▶ **Given instruction**
Type out the records that follow, exactly as given.

▶ **Extracted information**
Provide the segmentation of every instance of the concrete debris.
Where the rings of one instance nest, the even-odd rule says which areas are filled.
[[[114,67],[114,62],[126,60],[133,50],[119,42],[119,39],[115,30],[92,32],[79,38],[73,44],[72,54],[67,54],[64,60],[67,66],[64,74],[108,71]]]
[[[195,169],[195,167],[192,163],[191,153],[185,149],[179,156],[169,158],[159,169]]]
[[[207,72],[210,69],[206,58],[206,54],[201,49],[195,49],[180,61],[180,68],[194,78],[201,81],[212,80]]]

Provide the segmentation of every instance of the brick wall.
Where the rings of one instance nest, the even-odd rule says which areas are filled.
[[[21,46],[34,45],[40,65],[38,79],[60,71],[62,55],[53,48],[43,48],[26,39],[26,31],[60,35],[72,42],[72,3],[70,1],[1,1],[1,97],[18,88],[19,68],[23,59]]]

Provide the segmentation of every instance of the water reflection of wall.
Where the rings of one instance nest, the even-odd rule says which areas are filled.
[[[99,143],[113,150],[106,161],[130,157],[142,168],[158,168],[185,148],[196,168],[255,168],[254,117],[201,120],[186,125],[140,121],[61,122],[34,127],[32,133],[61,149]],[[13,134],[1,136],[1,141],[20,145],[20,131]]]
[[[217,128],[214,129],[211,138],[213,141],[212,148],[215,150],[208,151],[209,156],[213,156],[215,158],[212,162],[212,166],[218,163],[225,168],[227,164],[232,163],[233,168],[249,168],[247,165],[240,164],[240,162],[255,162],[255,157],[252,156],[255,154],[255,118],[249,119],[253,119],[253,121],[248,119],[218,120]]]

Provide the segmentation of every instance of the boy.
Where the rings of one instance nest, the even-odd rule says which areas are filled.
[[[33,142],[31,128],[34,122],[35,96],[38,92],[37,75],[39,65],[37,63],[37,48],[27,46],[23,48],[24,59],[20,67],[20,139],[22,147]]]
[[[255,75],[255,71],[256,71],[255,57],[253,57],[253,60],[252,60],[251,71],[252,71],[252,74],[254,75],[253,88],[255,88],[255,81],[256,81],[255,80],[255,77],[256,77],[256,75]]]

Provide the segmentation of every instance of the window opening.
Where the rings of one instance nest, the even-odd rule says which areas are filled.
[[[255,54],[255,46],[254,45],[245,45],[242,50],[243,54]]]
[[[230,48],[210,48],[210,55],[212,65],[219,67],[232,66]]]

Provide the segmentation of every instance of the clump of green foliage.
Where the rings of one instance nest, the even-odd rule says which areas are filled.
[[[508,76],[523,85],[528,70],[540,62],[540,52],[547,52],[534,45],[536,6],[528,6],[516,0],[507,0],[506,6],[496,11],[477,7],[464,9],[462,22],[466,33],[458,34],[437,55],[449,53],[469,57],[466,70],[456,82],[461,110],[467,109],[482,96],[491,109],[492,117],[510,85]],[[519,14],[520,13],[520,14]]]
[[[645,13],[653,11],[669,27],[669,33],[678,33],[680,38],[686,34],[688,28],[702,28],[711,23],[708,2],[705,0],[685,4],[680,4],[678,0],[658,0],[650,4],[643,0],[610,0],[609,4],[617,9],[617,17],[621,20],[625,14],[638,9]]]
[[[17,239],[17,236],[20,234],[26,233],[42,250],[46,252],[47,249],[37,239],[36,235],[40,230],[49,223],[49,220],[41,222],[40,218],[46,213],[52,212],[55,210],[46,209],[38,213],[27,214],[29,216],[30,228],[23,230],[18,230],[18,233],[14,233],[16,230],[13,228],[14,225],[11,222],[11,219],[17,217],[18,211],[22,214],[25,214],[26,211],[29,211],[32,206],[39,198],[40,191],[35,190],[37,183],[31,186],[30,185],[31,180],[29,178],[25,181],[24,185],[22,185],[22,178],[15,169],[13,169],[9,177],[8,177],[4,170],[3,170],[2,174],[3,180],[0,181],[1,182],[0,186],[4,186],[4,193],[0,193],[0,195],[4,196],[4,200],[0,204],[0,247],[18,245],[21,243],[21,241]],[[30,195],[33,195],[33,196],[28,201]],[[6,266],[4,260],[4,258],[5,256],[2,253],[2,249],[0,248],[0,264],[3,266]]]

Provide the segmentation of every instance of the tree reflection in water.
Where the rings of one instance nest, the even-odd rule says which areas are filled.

▶ **Complete answer**
Provide the segmentation of every instance of the concrete debris.
Where the rings of one instance nest, the even-odd rule says which areas are filled.
[[[114,67],[114,62],[126,60],[133,50],[119,42],[119,39],[115,30],[92,32],[79,38],[73,44],[72,54],[67,54],[64,60],[67,66],[64,74],[108,71]]]
[[[195,169],[195,167],[192,163],[191,153],[185,149],[179,156],[169,158],[159,169]]]
[[[207,72],[210,69],[206,58],[206,54],[201,49],[195,49],[180,61],[180,68],[194,78],[201,81],[212,80]]]

Provide the segmentation of every instance of the brick wall.
Where the rings of one instance nest, the even-odd rule says which areas are filled.
[[[21,46],[34,45],[40,65],[38,79],[60,71],[62,55],[53,48],[43,48],[26,39],[26,31],[60,35],[72,42],[72,3],[70,1],[1,1],[1,97],[18,88],[19,68],[23,59]]]

Provide the segmentation of every instance of the water reflection of wall.
Where the rings of one instance nest, the even-odd rule says which areas are filled.
[[[99,143],[113,150],[106,161],[130,157],[142,168],[158,168],[185,148],[196,168],[255,168],[254,117],[201,120],[186,125],[140,121],[61,122],[34,127],[32,133],[61,149]],[[13,134],[1,136],[1,141],[20,145],[20,131]]]
[[[217,128],[214,129],[211,138],[213,141],[212,148],[215,150],[208,151],[209,156],[213,156],[215,158],[212,162],[212,166],[218,163],[225,168],[227,164],[232,163],[233,168],[249,168],[247,165],[240,164],[240,162],[255,162],[255,157],[252,156],[255,154],[255,118],[249,119],[253,119],[253,121],[248,119],[218,120]]]

Provide the segmentation of every instance of the boy.
Where the rings of one instance nest, the even-odd rule says which areas are filled.
[[[33,142],[31,128],[34,122],[35,96],[38,92],[37,75],[39,65],[37,63],[37,48],[27,46],[23,48],[24,59],[20,67],[20,139],[22,147]]]
[[[255,75],[255,71],[256,71],[255,57],[253,57],[253,60],[252,60],[251,71],[252,71],[252,74],[254,75],[253,88],[255,88],[255,81],[256,81],[255,80],[255,77],[256,77],[256,75]]]

Provide the segmentation of every instance of the window opening.
Where the rings of one instance nest, the even-odd rule says which areas are filled.
[[[255,54],[255,46],[254,45],[245,45],[242,50],[243,54]]]
[[[230,48],[210,48],[210,55],[212,65],[219,67],[232,66]]]

Provide the segmentation of every instance of the clump of green foliage.
Where the rings of one instance nest, the even-odd rule says which areas are filled.
[[[508,76],[523,85],[528,70],[540,62],[540,52],[547,52],[534,45],[536,6],[528,6],[516,0],[507,0],[506,6],[496,11],[477,7],[464,9],[462,22],[466,33],[458,34],[437,55],[449,53],[469,57],[466,70],[456,82],[461,110],[467,109],[482,96],[491,109],[492,117],[510,85]],[[519,14],[520,13],[520,14]]]
[[[645,13],[653,11],[669,27],[669,33],[678,33],[680,38],[686,34],[688,28],[702,28],[711,23],[708,2],[705,0],[685,4],[680,4],[678,0],[658,0],[650,4],[643,0],[610,0],[609,4],[617,9],[617,17],[621,20],[625,14],[638,9]]]
[[[17,239],[17,236],[20,234],[26,233],[42,250],[46,252],[47,249],[37,239],[36,235],[40,230],[49,223],[49,220],[41,222],[40,218],[46,213],[52,212],[55,210],[46,209],[38,213],[27,214],[29,216],[30,228],[23,230],[18,230],[18,233],[14,233],[16,230],[13,228],[14,225],[11,222],[11,219],[17,217],[18,211],[22,214],[25,214],[26,211],[29,211],[32,206],[39,198],[40,191],[35,190],[37,183],[31,186],[30,185],[31,180],[29,178],[25,181],[24,185],[22,185],[22,178],[15,169],[13,169],[9,177],[8,177],[4,170],[3,170],[2,174],[3,180],[0,181],[1,182],[0,186],[4,186],[4,193],[0,193],[0,195],[4,196],[4,200],[0,204],[0,247],[18,245],[21,243],[21,241]],[[30,195],[33,195],[33,196],[28,201]],[[6,266],[4,260],[4,258],[5,256],[2,253],[2,249],[0,248],[0,264],[3,266]]]

Provide the segmentation of every instance of the tree reflection in water.
Where the rings of one instance nest, the even-odd rule says which areas are filled.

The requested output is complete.